* Study text:
-- Opening Marker --

We are delighted to announce that Christopher Ohge, Senior Lecturer in Digital Approaches to Literature at the IES and the Digital Humanities Research Hub, has been awarded a fellowship by the National Endowment for the Humanities (NEH) and the Mellon Foundation. This 12-month fellowship will allow him to produce a complete digital scholarly edition of Mary Anne Rawson’s anti-slavery anthology The Bow in the Cloud (1834). This multimodal edition reconstructs the genesis of the anthology from its manuscript archive at the John Rylands Library (Manchester) and  includes network analysis and mapping tools. 
 
In this highly competitive funding cycle, NEH funded seven percent of the Fellowships proposals that it received, and Christopher's project sits alongside a wide range of innovative projects that use emerging digital tools and technologies to further humanities research and increase the accessibility of public programs, cultural and archival materials, and educational resources for large audiences.
 
“The range, diversity, and creativity of these new projects speak to the wealth of humanities ideas and deep engagement of humanities practitioners across our country,” said NEH Chair Shelly C. Lowe (Navajo).

-- Closing Marker --

* Supplied entries:
-- Opening Marker --

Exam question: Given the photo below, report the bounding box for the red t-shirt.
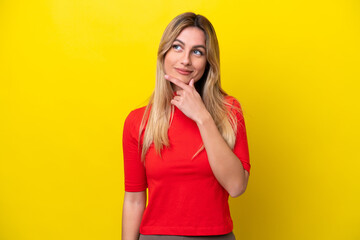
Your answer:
[123,96,250,236]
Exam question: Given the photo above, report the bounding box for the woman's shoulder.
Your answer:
[125,106,146,122]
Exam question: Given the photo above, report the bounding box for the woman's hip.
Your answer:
[139,232,236,240]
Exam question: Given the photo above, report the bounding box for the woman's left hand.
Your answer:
[165,75,209,123]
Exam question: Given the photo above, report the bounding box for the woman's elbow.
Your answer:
[229,186,246,198]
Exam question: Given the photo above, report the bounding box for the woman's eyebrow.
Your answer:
[174,39,206,50]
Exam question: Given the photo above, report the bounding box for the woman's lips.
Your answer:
[175,68,192,75]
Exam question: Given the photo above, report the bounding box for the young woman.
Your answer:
[122,12,250,240]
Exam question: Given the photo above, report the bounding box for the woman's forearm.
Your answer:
[121,193,146,240]
[196,111,246,197]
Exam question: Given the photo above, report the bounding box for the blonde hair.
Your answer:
[139,12,237,164]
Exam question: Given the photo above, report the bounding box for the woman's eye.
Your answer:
[194,50,203,56]
[173,45,181,50]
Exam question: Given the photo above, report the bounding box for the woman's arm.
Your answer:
[196,113,249,197]
[165,76,249,197]
[121,190,146,240]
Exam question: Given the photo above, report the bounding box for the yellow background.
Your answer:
[0,0,360,240]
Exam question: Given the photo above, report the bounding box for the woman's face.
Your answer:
[164,27,206,90]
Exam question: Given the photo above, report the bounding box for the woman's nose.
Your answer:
[181,52,191,66]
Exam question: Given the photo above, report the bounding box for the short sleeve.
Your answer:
[123,110,148,192]
[229,97,251,174]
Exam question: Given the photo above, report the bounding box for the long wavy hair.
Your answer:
[138,12,237,164]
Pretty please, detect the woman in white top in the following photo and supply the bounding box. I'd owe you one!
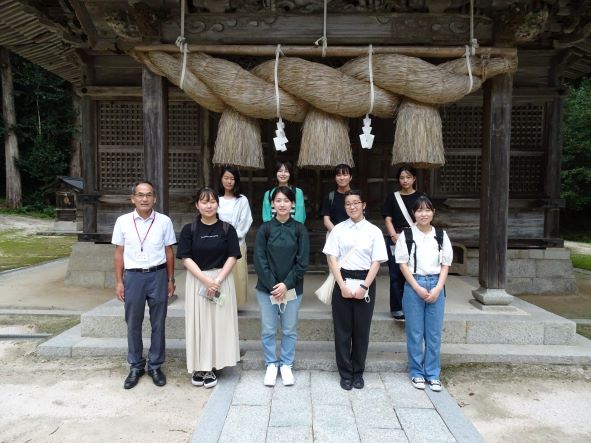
[322,190,388,390]
[395,195,453,392]
[218,166,252,305]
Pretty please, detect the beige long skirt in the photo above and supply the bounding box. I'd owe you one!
[232,244,248,305]
[185,269,240,373]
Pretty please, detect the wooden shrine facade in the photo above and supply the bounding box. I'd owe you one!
[0,0,591,298]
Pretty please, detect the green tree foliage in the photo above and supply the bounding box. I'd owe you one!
[1,54,76,205]
[562,78,591,213]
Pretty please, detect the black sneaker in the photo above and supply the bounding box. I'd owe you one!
[191,371,205,386]
[203,371,218,388]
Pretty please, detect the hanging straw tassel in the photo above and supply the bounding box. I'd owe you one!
[298,108,355,169]
[392,99,445,168]
[212,107,265,169]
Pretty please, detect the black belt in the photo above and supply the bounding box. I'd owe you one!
[126,263,166,272]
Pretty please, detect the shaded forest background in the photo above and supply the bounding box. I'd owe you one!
[0,54,591,235]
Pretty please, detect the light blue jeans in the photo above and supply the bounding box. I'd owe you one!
[402,275,445,380]
[257,289,302,367]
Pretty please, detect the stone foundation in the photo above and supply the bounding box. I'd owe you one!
[66,242,577,295]
[466,248,577,295]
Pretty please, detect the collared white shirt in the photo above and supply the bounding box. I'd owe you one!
[322,218,388,271]
[394,224,453,275]
[111,210,176,269]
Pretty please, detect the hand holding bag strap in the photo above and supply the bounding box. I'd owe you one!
[394,191,414,226]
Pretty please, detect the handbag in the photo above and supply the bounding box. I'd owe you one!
[314,246,355,305]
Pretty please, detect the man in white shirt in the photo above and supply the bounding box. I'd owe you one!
[111,181,176,389]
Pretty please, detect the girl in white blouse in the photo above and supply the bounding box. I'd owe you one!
[395,195,453,392]
[322,190,388,390]
[218,166,252,305]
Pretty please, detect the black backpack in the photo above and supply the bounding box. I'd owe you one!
[402,227,443,274]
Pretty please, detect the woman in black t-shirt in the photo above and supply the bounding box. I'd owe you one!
[382,165,423,321]
[177,188,240,388]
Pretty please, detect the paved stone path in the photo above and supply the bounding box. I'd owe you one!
[191,369,483,443]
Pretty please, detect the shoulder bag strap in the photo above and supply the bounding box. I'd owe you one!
[394,191,414,226]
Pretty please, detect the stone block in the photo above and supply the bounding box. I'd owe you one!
[441,320,466,343]
[218,408,270,443]
[232,371,281,406]
[544,248,570,260]
[396,408,456,443]
[529,249,545,260]
[268,426,314,443]
[507,259,536,277]
[536,260,573,278]
[507,277,536,295]
[467,318,544,345]
[544,321,577,345]
[313,406,359,443]
[381,373,433,411]
[310,371,353,406]
[64,272,105,288]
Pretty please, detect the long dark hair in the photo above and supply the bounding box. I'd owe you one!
[193,186,220,218]
[218,165,242,198]
[275,160,295,186]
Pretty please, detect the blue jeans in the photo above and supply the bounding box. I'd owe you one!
[402,275,445,380]
[257,290,302,367]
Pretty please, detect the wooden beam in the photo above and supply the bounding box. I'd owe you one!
[68,0,98,48]
[134,44,517,58]
[142,68,169,214]
[473,74,513,305]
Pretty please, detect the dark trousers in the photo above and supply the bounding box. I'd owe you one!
[332,269,376,379]
[123,269,168,369]
[386,237,406,312]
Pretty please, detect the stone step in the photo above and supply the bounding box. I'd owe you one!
[38,325,591,372]
[81,298,576,345]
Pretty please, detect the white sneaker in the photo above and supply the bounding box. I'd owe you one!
[410,377,425,389]
[263,363,277,386]
[279,365,295,386]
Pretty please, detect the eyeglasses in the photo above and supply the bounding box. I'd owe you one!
[345,202,363,208]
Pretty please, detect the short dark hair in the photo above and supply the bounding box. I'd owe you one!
[410,195,435,214]
[275,160,295,184]
[271,186,295,203]
[131,180,156,195]
[334,163,351,175]
[218,165,242,198]
[396,165,417,180]
[345,189,365,203]
[194,186,220,205]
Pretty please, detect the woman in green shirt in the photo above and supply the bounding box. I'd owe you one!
[263,160,306,223]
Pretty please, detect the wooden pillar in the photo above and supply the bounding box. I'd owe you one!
[78,60,98,241]
[142,67,169,214]
[472,74,513,307]
[544,97,564,239]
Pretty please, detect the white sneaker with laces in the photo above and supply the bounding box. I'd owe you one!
[263,363,277,386]
[410,377,425,389]
[427,380,441,392]
[279,365,295,386]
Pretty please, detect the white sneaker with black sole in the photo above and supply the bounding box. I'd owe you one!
[203,371,218,388]
[263,363,277,386]
[410,377,425,389]
[427,380,441,392]
[279,365,295,386]
[191,371,205,386]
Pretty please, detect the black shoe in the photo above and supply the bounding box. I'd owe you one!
[341,378,353,391]
[123,369,146,389]
[353,375,365,389]
[148,368,166,386]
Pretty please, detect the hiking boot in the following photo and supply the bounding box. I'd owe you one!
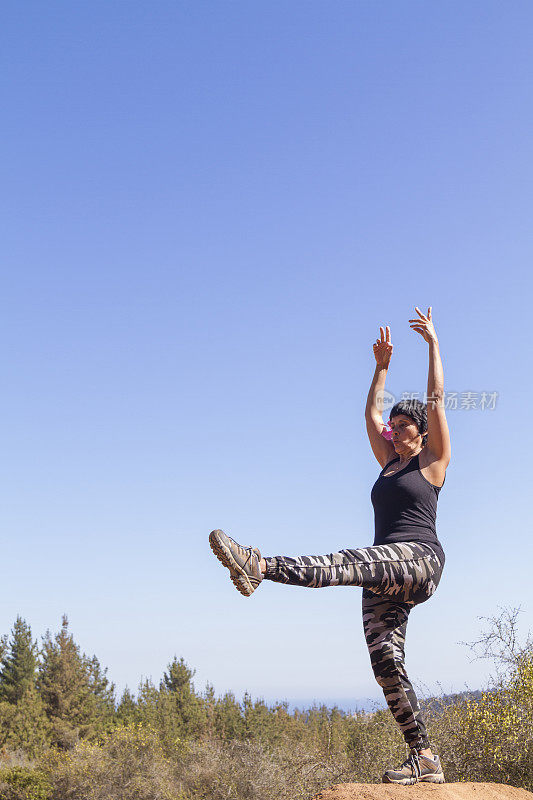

-- Closing Marker --

* Exercise brief: Extract, word for word, the passage of the fellowship announcement above that begins with the words containing "In this highly" and ends with "for large audiences.".

* Result for this task:
In this highly competitive funding cycle, NEH funded seven percent of the Fellowships proposals that it received, and Christopher's project sits alongside a wide range of innovative projects that use emerging digital tools and technologies to further humanities research and increase the accessibility of public programs, cultural and archival materials, and educational resources for large audiences.